---- Information given
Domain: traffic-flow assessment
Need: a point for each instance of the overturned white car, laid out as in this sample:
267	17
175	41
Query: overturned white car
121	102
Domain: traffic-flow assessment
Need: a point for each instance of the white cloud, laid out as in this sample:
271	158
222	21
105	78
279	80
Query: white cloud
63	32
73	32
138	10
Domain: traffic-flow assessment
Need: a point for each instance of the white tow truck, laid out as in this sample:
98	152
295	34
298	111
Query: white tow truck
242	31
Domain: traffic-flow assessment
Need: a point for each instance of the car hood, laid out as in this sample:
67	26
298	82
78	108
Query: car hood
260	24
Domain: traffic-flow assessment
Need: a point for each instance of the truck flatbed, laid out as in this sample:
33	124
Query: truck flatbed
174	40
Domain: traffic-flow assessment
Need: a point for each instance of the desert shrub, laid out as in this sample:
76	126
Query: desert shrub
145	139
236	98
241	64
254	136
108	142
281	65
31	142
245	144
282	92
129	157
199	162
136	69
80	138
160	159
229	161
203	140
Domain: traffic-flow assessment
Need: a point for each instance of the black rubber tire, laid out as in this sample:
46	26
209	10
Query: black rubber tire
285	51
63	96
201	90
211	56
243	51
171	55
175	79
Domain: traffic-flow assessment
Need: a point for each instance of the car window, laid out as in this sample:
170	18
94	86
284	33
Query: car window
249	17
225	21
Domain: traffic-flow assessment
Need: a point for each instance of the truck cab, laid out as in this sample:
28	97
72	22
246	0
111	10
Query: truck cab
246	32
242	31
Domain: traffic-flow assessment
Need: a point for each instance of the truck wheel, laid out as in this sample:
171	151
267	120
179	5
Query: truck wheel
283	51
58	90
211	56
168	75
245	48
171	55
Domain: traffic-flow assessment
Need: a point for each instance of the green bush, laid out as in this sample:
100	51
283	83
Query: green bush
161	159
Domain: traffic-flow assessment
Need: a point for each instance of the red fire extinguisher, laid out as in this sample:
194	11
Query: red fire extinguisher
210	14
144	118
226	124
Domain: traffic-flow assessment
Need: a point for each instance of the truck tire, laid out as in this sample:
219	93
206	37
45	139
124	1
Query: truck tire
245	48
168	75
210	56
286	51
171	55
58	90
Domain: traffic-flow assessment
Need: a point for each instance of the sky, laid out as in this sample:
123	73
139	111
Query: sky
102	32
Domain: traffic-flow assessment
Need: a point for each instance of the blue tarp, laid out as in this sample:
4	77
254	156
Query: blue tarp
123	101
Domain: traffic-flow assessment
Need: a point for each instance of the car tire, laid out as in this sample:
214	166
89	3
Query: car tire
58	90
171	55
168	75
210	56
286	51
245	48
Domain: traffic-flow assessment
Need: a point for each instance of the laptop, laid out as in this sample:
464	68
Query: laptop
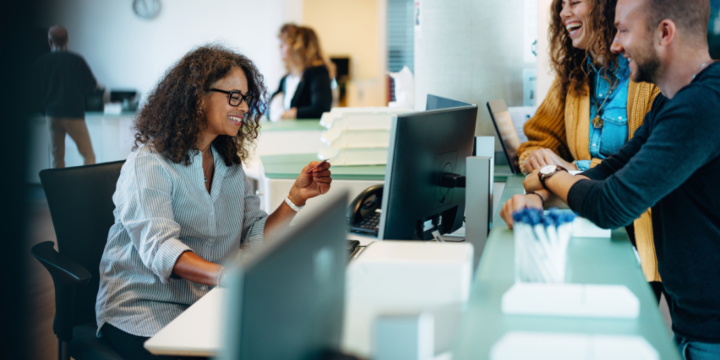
506	133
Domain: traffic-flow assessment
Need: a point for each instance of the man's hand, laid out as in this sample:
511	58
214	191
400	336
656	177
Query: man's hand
517	203
311	184
542	157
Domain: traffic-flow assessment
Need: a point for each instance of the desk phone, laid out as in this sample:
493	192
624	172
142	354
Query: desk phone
363	214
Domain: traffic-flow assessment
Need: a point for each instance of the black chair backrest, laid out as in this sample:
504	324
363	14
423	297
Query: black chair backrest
81	207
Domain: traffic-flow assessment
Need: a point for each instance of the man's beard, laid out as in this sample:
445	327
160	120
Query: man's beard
648	66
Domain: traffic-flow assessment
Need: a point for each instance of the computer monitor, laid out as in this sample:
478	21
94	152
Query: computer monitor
506	132
435	102
424	147
287	302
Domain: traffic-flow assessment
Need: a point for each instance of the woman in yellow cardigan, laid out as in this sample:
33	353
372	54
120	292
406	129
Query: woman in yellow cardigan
592	108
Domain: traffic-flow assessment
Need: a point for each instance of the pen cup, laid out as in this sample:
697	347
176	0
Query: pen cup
541	245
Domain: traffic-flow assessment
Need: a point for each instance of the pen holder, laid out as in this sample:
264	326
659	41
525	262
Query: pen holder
541	245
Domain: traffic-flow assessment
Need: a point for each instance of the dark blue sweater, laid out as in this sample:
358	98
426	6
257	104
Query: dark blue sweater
672	164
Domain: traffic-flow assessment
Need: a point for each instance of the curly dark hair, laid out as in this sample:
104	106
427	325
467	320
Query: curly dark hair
173	118
570	62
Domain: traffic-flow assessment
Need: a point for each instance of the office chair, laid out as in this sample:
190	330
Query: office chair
81	207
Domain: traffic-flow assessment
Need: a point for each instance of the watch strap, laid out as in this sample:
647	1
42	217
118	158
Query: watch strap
543	177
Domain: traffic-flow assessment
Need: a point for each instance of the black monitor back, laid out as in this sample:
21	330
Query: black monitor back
287	302
435	102
423	147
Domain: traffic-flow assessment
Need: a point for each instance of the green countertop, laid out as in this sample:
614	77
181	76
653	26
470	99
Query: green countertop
594	261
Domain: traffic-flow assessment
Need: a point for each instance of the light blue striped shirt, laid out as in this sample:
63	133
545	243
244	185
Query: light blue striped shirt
163	209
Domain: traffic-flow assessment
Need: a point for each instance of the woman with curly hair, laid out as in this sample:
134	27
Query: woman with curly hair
183	203
306	88
593	107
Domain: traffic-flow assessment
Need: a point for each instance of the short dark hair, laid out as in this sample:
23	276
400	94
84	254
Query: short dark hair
58	35
690	16
172	119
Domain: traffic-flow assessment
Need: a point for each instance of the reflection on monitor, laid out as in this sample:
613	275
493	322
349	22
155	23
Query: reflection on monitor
425	148
435	102
288	301
506	132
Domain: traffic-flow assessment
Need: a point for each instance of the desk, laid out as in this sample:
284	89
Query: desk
112	139
597	261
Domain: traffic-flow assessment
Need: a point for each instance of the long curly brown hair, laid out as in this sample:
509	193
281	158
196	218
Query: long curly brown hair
172	119
570	62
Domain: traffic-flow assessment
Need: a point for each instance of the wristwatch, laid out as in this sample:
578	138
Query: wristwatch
548	171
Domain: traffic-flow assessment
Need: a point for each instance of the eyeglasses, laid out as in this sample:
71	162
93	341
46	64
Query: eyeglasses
235	98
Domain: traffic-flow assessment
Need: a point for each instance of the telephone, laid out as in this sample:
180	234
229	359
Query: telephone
363	214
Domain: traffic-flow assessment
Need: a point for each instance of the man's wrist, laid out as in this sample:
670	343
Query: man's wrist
542	199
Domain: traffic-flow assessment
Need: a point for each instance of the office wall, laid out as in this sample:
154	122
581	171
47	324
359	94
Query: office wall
471	51
125	51
354	28
544	71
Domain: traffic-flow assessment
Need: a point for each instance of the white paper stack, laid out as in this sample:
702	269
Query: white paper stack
357	136
582	300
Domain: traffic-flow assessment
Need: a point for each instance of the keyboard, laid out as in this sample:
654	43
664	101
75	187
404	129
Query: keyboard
368	225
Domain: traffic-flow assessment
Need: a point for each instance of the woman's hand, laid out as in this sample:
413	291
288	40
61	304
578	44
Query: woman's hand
311	183
290	114
542	157
517	203
532	182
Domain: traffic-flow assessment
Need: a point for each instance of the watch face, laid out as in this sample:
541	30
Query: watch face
548	169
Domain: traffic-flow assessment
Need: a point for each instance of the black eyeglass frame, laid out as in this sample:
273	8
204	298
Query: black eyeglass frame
247	97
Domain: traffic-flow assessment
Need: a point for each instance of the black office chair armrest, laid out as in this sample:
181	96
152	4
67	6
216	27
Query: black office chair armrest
66	274
60	267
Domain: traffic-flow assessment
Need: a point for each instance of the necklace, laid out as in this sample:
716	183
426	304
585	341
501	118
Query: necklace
598	122
205	171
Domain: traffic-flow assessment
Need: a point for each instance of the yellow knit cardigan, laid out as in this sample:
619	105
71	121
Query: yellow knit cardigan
564	128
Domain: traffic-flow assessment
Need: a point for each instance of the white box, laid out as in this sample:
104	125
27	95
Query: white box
401	277
519	345
407	273
605	301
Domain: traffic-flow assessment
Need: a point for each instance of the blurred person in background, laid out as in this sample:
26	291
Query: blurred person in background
62	80
306	89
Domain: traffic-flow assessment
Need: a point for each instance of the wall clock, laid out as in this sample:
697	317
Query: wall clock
146	9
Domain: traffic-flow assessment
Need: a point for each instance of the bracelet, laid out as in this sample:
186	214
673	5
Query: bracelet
293	206
541	198
219	276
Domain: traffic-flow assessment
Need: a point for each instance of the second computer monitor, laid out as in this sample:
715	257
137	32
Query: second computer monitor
426	147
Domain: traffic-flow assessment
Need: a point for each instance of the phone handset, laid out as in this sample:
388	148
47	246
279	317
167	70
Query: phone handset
363	214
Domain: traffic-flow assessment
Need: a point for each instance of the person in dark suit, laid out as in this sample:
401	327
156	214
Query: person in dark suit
306	88
62	80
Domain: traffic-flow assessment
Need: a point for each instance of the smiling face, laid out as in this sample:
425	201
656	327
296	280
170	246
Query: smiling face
634	41
223	119
575	16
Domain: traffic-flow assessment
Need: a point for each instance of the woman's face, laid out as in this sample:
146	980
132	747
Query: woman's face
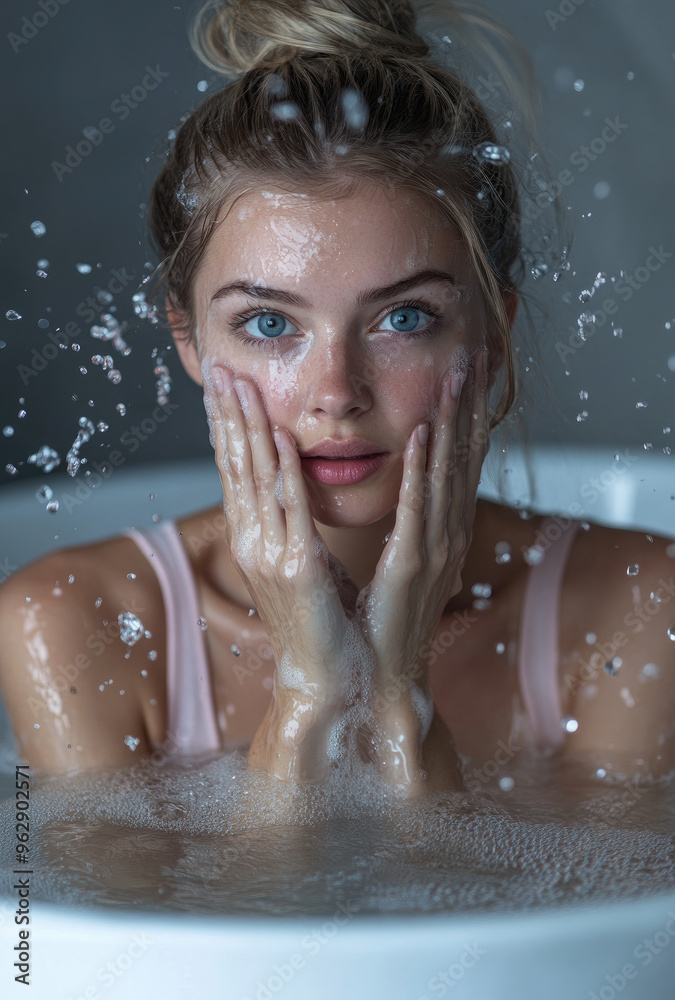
--------
Problem details:
With the pictures left out, copy exactly the lines from the one containing "Query: smiling face" through the final line of the records above, both included.

Solution:
Query: smiling face
634	41
223	119
575	16
Domain: traffic-flow assessment
Need: a point for each instance of the woman's face, laid out as in this sample:
146	980
132	747
Query: woman's face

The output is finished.